--- Selected excerpt ---
NEW YORK (GenomeWeb) – Epigenetic variations may contribute to the development of neurodevelopmental disorders and congenital anomalies, a new study has found, explaining cases where no genetic mutations could be found.

Genetics are thought to underlie many types of neurodevelopmental disorders and congenital anomalies, but for a lot of cases, genomic analysis has been unable to give answers. An international team of researchers has now suggested that instead, epigenetic changes could be involved.

As the researchers, led by Andrew Sharp at the Icahn School of Medicine at Mount Sinai, reported today in Nature Communications, they compared the DNA methylation profiles of nearly 500 individuals with neurodevelopmental disorders and congenital anomalies to those of about 1,500 controls. While they found that epigenetic variants — dubbed epivariations — are common in the human genome, they also discovered that de novo epivariations are more common among affected individuals than controls. They further noted that these epivariations appear to influence gene expression, which could affect disease.

"Our study suggests that these epigenetic mutations are a significant contributor to human disease," Sharp said in a statement.

He and his colleagues studied a cohort of 489 individuals with neurodevelopmental disorders and congenital anomalies for whom exome or whole-genome sequencing and copy-number array analysis had found no pathogenic variants. They generated methylation profiles for them using Illumina's Infinium Human Methylation 450 BeadChip.

Within the cohort, the researchers identified 143 epivariations. Using PCR and bisulfite sequencing, they confirmed methylation changes for 55 of the 58 samples they could assay.

At the same time, the team examined epivariations within two large population control cohorts. In these, they also uncovered a number of differentially methylated regions, suggesting that epivariations are rather common in the human genome.

However, the researchers noted that there was an enrichment of epivariations within the disease cohort compared to the controls. Cases, they reported, had a 2.8-fold increase in the rate of de novo epivariations.

They also noted recurrent de novo epivariations among the cases, including near the promoters of two genes previously linked to congenital disease. This indicted to the researchers that these could be pathogenic epivariations.
--- Data under study ---
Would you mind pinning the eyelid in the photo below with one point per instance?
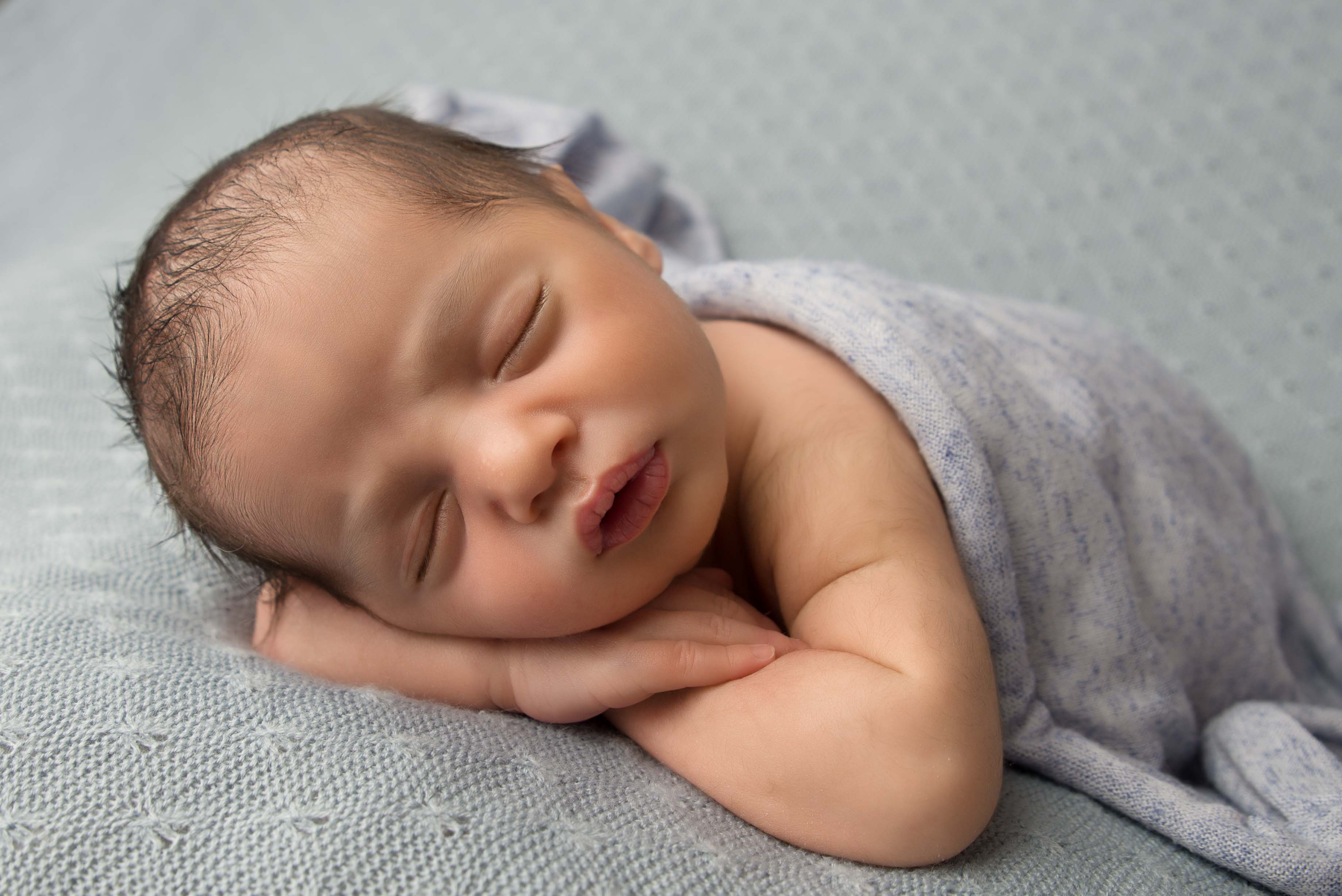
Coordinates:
(433, 538)
(528, 332)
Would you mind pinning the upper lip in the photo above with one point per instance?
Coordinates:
(591, 512)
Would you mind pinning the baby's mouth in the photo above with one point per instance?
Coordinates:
(621, 516)
(637, 503)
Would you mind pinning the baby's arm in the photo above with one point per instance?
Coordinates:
(881, 745)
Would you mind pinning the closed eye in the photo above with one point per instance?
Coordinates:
(526, 332)
(433, 538)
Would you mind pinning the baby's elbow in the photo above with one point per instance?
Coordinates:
(968, 803)
(943, 811)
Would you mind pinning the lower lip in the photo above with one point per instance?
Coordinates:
(637, 503)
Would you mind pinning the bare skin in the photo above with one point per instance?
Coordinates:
(881, 742)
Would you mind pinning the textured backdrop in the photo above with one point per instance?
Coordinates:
(1172, 167)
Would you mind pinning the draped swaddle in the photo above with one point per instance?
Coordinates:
(1155, 639)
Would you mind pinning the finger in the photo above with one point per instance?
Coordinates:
(670, 666)
(729, 605)
(265, 615)
(708, 628)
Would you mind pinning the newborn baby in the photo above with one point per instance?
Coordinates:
(485, 455)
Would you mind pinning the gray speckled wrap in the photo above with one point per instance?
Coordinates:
(1137, 587)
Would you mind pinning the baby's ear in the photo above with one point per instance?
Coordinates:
(638, 243)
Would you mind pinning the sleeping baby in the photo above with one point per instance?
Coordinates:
(484, 454)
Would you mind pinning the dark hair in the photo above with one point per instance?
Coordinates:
(186, 293)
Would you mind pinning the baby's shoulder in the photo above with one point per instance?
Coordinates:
(834, 475)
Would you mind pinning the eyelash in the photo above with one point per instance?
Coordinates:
(521, 341)
(528, 330)
(433, 540)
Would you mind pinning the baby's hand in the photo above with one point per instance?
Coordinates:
(696, 633)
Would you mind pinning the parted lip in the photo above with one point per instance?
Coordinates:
(595, 508)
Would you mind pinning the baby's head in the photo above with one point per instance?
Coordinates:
(320, 351)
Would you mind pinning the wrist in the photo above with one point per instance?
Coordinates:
(501, 670)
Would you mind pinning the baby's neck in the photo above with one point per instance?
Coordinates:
(729, 548)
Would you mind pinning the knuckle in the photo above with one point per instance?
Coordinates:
(720, 627)
(685, 655)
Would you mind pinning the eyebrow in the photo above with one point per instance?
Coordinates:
(449, 310)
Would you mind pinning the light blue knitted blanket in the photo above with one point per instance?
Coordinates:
(1156, 642)
(1151, 624)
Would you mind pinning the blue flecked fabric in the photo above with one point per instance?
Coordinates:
(1169, 167)
(1149, 621)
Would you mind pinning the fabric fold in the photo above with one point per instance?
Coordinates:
(1144, 605)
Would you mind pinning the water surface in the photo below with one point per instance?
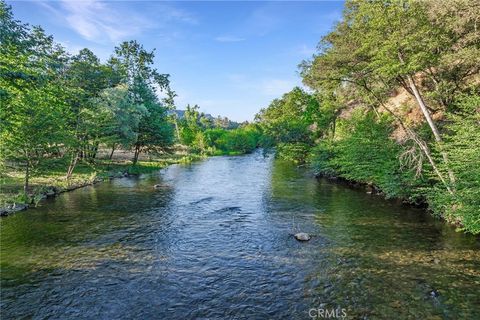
---
§ Questions:
1. Translate this sentence from the epivariation article into Spanish: "Cases, they reported, had a 2.8-fold increase in the rate of de novo epivariations."
2. Resume the article on epivariations in neurodevelopmental disorders after its last sentence.
The listing is separate material, unrelated to the article on epivariations.

§ Numbered answers:
1. Según informaron, los casos presentaban un aumento de 2,8 veces en la tasa de epivariaciones de novo.

2.
Also, some epivariations could be due to underlying DNA mutations in regulatory sequences, Sharp and his colleagues said. Through high-resolution array CGH and targeted DNA sequencing of 50 differentially methylated regions and surrounding areas, they found that rare sequence mutations co-segregated with epivariations, and could affect regulatory elements, about a quarter of the time.

Three of these rare segregating single nucleotide variants were at binding sites for CTCF, a transcription factor with a key role in chromatin organization. These included a de novo SNV affecting a CTCF binding site paired with a de novo epivariation. This, the researchers said, indicates there is an enrichment of rare segregating SNVs at CTCF binding sites. They added that these variants could be causing the epivariation and that epigenetic profiling could help in the interpretation of non-coding genetic variation.

Epivariations could have functional consequences akin to those of loss-of-function mutations, the researchers wrote. Using RNA-seq and DNA methylation data from the 1000 Genomes Project, they found that epivariations at promoters led to large changes in gene expression: Decreased methylation resulted in increased expression, while increased methylation led to decreased expression.

Based on this, the researches argued that epivariations could contribute to disease pathogenesis in some patients and may have diagnostic relevance.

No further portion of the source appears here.